• _Task details_
Please pick out every line of the items that contains the word "lion" and copy each one, treating case as significant.

─── Rows

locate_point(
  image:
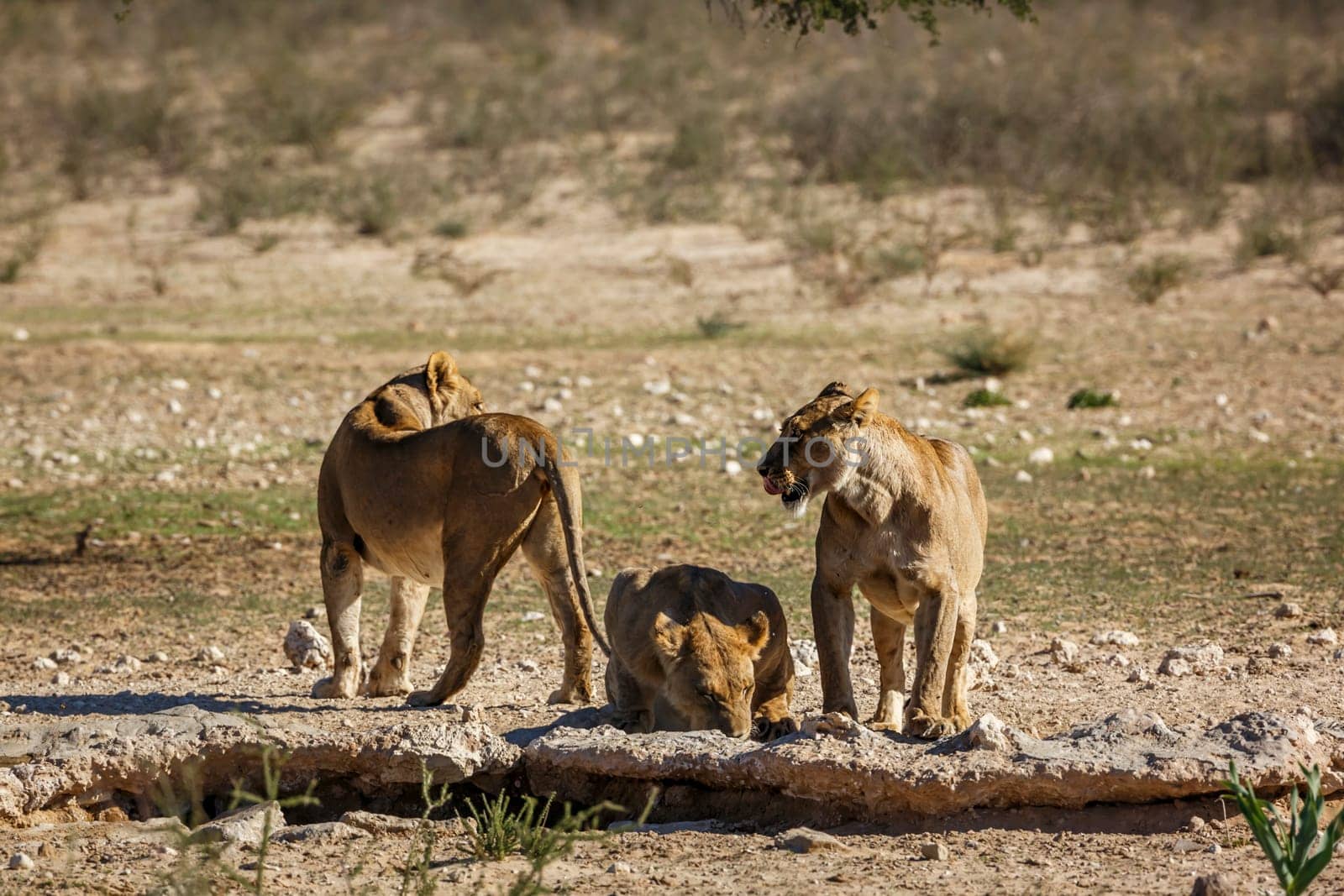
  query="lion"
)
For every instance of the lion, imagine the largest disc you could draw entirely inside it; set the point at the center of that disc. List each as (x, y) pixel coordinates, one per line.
(904, 521)
(423, 485)
(696, 651)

──────

• _Solution to the exercise_
  query="lion"
For every instance of the lion, imagine the largest disc you could draw entirely inside it; set the point at the center of that disc. List each as (x, y) pixel coordinates, one per line.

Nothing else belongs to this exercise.